_Problem description_
Turn the lines from the one containing "Task: If you could tag each instance of the living" through the one containing "<point>310,259</point>", both included, into a JSON list of strings with one string per line and blank lines omitted. Convert only those lines.

Records from a data collection:
## begin

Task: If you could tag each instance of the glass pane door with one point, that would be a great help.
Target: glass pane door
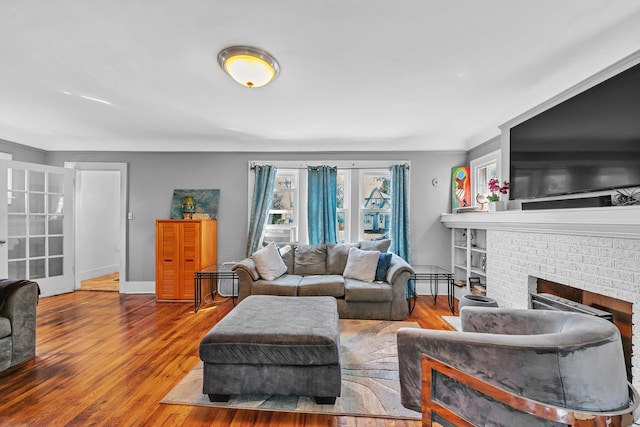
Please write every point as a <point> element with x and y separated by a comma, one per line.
<point>38,226</point>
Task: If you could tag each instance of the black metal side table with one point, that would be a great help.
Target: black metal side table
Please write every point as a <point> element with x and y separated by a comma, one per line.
<point>212,274</point>
<point>434,275</point>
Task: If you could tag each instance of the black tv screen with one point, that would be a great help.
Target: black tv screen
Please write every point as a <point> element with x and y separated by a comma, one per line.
<point>588,143</point>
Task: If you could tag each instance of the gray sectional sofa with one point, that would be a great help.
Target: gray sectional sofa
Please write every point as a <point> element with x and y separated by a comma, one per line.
<point>317,270</point>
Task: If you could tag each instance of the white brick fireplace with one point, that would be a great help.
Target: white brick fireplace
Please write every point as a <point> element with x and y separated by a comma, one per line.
<point>593,249</point>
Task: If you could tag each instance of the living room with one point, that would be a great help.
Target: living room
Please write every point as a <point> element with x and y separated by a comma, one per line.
<point>218,155</point>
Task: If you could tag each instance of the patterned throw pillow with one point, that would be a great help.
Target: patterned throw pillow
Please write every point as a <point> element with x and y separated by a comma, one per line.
<point>384,261</point>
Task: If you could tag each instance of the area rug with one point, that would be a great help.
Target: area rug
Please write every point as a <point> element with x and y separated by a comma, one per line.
<point>370,385</point>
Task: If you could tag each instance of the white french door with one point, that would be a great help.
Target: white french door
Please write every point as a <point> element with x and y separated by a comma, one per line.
<point>36,225</point>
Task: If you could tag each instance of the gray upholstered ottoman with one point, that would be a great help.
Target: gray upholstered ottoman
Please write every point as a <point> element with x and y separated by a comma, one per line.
<point>274,345</point>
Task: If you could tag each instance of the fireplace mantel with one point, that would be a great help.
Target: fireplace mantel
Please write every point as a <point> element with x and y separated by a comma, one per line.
<point>617,221</point>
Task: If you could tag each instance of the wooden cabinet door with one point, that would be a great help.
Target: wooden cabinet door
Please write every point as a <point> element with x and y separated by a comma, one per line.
<point>190,256</point>
<point>167,260</point>
<point>182,248</point>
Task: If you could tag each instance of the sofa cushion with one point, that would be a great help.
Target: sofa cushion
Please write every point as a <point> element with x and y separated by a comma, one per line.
<point>286,285</point>
<point>361,265</point>
<point>358,291</point>
<point>375,245</point>
<point>330,285</point>
<point>287,256</point>
<point>5,326</point>
<point>269,262</point>
<point>384,261</point>
<point>337,255</point>
<point>310,259</point>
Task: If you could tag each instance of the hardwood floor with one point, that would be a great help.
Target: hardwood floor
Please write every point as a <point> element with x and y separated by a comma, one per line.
<point>104,358</point>
<point>108,282</point>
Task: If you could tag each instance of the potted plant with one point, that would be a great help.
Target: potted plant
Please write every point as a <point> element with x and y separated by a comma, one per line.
<point>495,190</point>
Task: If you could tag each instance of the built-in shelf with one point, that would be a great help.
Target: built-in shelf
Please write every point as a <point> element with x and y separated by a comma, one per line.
<point>615,221</point>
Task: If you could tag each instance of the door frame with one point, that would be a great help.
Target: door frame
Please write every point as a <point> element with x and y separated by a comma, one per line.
<point>122,211</point>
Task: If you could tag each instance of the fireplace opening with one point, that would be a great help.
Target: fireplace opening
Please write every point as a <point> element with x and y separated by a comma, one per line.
<point>613,309</point>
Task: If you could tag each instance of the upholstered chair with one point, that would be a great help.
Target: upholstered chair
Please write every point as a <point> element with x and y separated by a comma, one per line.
<point>18,301</point>
<point>561,359</point>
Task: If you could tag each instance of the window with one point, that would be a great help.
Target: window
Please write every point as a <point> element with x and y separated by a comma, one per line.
<point>282,222</point>
<point>375,202</point>
<point>363,201</point>
<point>343,195</point>
<point>482,170</point>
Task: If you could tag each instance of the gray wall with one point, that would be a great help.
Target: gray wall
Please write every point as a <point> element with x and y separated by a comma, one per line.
<point>23,153</point>
<point>154,176</point>
<point>485,148</point>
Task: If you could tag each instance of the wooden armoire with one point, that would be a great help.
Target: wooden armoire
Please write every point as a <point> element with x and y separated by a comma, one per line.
<point>182,248</point>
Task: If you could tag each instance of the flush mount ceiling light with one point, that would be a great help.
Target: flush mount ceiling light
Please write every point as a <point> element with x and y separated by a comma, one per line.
<point>249,66</point>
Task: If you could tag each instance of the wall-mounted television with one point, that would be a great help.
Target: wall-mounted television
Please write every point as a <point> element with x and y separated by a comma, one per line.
<point>588,143</point>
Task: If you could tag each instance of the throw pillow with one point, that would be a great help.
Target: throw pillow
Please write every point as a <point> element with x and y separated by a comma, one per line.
<point>384,261</point>
<point>337,255</point>
<point>375,245</point>
<point>310,260</point>
<point>269,262</point>
<point>361,265</point>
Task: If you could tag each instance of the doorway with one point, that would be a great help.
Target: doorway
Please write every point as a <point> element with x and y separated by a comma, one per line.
<point>100,224</point>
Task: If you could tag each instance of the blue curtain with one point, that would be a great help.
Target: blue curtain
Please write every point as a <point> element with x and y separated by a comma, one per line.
<point>321,204</point>
<point>400,212</point>
<point>260,204</point>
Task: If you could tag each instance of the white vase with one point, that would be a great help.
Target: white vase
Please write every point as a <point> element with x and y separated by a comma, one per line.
<point>497,206</point>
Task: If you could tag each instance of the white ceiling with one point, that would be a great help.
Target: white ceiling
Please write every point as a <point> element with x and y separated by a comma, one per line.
<point>356,75</point>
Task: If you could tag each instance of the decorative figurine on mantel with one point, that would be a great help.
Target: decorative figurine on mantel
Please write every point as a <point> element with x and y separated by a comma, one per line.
<point>188,207</point>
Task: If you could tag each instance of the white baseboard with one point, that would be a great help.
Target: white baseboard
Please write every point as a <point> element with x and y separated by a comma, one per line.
<point>138,287</point>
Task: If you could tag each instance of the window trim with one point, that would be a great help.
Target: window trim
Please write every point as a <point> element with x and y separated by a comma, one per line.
<point>480,162</point>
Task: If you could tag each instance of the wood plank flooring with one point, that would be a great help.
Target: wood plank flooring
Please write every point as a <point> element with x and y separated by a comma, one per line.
<point>108,282</point>
<point>104,358</point>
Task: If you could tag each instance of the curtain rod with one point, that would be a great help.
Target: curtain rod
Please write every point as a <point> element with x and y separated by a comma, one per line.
<point>307,165</point>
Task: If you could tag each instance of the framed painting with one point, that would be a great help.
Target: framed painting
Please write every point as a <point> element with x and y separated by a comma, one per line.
<point>460,187</point>
<point>206,201</point>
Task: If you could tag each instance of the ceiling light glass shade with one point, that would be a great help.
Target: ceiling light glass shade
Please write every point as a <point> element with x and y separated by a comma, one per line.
<point>249,66</point>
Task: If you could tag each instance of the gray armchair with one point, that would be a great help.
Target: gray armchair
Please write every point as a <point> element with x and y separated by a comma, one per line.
<point>561,359</point>
<point>18,301</point>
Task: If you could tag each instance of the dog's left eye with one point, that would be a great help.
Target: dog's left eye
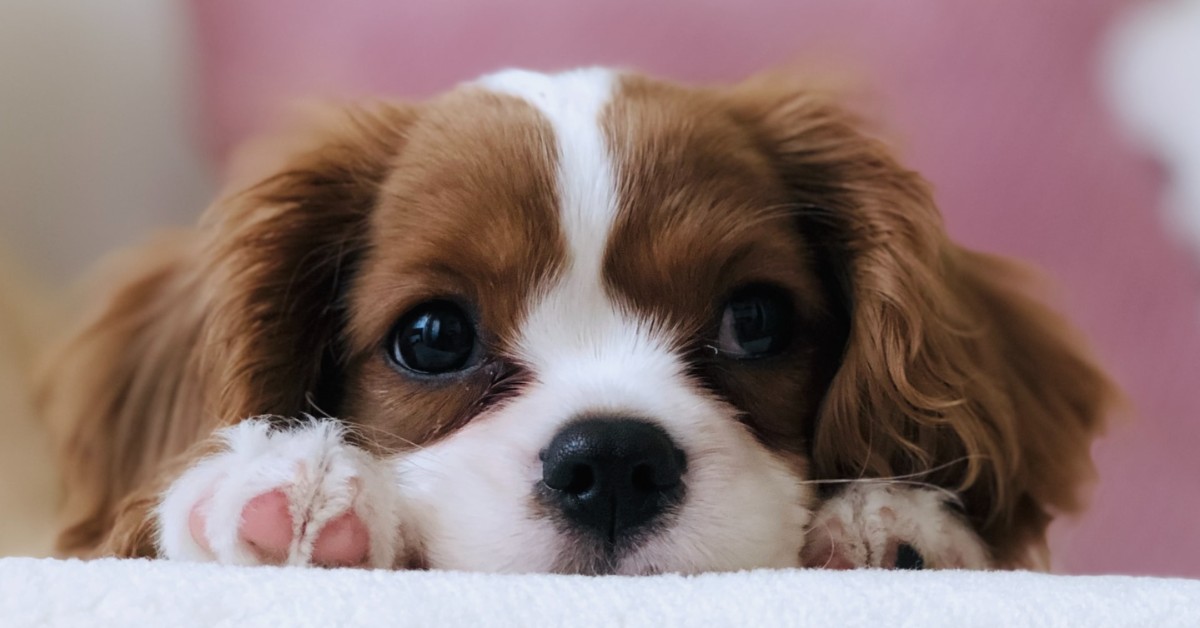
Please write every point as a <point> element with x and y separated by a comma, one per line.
<point>756,322</point>
<point>433,338</point>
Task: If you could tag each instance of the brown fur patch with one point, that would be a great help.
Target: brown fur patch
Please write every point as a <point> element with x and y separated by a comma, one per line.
<point>703,213</point>
<point>469,214</point>
<point>952,371</point>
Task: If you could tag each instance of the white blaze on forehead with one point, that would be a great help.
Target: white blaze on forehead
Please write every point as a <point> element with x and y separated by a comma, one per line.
<point>576,324</point>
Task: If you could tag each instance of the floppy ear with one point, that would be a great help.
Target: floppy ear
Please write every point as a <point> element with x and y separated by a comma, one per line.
<point>951,371</point>
<point>207,327</point>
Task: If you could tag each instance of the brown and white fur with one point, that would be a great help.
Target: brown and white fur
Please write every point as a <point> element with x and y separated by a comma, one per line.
<point>594,223</point>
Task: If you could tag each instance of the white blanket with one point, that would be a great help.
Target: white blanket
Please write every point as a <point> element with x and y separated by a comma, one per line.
<point>145,593</point>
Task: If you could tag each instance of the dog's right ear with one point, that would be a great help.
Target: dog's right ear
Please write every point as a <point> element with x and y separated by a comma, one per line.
<point>209,326</point>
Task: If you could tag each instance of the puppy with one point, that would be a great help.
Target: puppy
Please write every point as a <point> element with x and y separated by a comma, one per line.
<point>585,322</point>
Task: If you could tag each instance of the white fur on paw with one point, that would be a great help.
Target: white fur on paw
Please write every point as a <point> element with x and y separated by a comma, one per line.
<point>322,477</point>
<point>865,526</point>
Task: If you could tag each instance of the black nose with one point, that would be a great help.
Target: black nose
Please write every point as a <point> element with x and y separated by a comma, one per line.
<point>611,476</point>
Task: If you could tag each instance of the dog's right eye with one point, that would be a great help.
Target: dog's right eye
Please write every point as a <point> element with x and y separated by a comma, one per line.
<point>433,338</point>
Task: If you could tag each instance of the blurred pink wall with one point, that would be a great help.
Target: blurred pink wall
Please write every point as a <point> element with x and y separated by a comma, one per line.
<point>995,101</point>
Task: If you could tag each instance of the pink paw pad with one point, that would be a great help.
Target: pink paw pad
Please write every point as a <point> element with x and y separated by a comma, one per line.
<point>267,526</point>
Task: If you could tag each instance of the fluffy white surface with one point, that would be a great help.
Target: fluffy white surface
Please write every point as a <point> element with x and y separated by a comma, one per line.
<point>111,592</point>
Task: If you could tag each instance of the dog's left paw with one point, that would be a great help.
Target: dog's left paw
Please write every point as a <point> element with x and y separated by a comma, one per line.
<point>888,526</point>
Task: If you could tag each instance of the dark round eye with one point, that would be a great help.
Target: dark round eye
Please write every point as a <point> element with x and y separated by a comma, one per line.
<point>433,338</point>
<point>756,322</point>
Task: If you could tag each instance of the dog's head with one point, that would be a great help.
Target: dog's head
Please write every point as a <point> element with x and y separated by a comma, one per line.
<point>617,326</point>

## end

_Finished exercise_
[
  "Task: If you could tag each instance of the living room with one point, that would be a great help.",
  "Target: living room",
  "Please write every point as a <point> element with x and y separated by a comma, one per line.",
  "<point>218,155</point>",
  "Task: If you could tag each instance of the patterned throw pillow with one point, that would be a great help.",
  "Target: patterned throw pillow",
  "Please write every point as a <point> element with x and y separated by a comma, one per line.",
  "<point>384,261</point>",
  "Task: If you could tag each instance of the area rug with one point, that would be a great help.",
  "Target: area rug",
  "Please write every point as a <point> element with x and y separated by a comma, one per line.",
  "<point>370,385</point>",
  "Task: If you could tag each instance of the white french door with one point, that would be a great help.",
  "Target: white french door",
  "Please write every point as a <point> element with x and y separated by a comma, one per line.",
  "<point>36,225</point>",
  "Task: If you could tag each instance of the gray upholstered ottoman with one point, that would be a great help.",
  "Target: gray upholstered ottoman",
  "Please write every point as a <point> element with x and y separated by a comma, one per line.",
  "<point>274,345</point>",
  "Task: If you could tag each instance of the fireplace mantel with one point, that would be a great help.",
  "Target: fireplace mantel",
  "Please write every point as a <point> element with x and y separated by a comma, one per line.",
  "<point>617,221</point>",
  "Task: If you could tag each instance of the wooden cabinet door with one point, that would be a great help.",
  "Target: wooden cabinet door",
  "Please write every point as a <point> element with x and y separated by a comma, one per line.",
  "<point>190,256</point>",
  "<point>167,260</point>",
  "<point>182,248</point>",
  "Task: If you could tag each instance of the sofa cushion with one point, that would be a great help.",
  "Target: sofa cushion",
  "Please write every point as a <point> element with x and y separated by a comma, one per line.",
  "<point>286,285</point>",
  "<point>361,265</point>",
  "<point>358,291</point>",
  "<point>375,245</point>",
  "<point>330,285</point>",
  "<point>287,256</point>",
  "<point>5,326</point>",
  "<point>269,262</point>",
  "<point>384,261</point>",
  "<point>337,255</point>",
  "<point>310,259</point>"
]